LAS ENTRADAS:
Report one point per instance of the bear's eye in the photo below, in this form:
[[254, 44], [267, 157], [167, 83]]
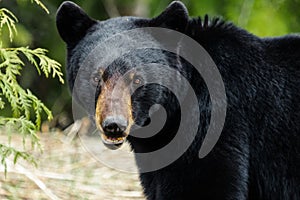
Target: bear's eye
[[95, 80], [137, 80]]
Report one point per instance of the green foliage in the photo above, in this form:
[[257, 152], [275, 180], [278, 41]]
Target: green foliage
[[26, 109]]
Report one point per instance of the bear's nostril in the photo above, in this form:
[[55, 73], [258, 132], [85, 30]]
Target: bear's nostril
[[114, 126]]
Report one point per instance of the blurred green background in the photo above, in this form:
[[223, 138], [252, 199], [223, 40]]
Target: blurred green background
[[37, 29]]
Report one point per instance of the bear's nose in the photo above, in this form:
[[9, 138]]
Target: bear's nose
[[114, 125]]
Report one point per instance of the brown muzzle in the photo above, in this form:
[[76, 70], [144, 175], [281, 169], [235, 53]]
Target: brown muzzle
[[113, 112]]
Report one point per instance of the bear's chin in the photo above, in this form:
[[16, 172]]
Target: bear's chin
[[112, 143]]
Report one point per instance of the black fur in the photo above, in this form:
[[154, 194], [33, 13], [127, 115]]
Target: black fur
[[258, 154]]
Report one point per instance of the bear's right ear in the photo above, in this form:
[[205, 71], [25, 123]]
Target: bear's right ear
[[72, 22], [175, 17]]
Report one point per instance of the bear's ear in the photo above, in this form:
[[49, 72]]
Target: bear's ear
[[175, 17], [72, 22]]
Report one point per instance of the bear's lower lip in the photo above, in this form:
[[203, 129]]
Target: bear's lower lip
[[112, 142]]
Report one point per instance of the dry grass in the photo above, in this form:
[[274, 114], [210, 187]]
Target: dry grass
[[67, 171]]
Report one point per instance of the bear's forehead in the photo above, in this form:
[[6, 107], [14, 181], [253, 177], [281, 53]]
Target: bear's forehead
[[110, 27]]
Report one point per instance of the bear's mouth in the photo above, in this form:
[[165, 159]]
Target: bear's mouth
[[113, 141]]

TUS INSTRUCCIONES: Por favor, vuelve a escribir todas las líneas desde la que contiene "Report one point per instance of the bear's nose" hasta la que contiene "[[112, 142]]", ambas incluidas, sin omitir ninguna. Escala solo las coordenadas de las respuestas multiplicándolas por 1,65 y redondeándolas a enteros (las mitades hacia arriba), y deja igual los demás números.

RESPUESTA COMPLETA:
Report one point per instance of the bear's nose in the photo above, in this form:
[[9, 138]]
Target: bear's nose
[[188, 206]]
Report one point per instance of the brown muzzle in the photo above, in this form:
[[76, 70], [144, 175], [281, 169], [235, 53]]
Target: brown muzzle
[[186, 185]]
Report one point per instance of the bear's chin in the photo above, in this form:
[[16, 172]]
Target: bear's chin
[[185, 236]]
Report one point per instance of the black fur in the photo above, in this form:
[[154, 194], [33, 13], [127, 115]]
Target: black fur
[[426, 254]]
Report one point per instance of the bear's right ear in the photo above, in this form:
[[205, 71], [25, 123]]
Target: bear's right ear
[[119, 36], [289, 28]]
Report one point per instance of the bear's ear in the photo above, in this form:
[[49, 72]]
Target: bear's ear
[[289, 28], [119, 36]]
Report one point per instance of the bear's lower lip in the photo above, in this form:
[[203, 129]]
Target: bear's lower lip
[[185, 234]]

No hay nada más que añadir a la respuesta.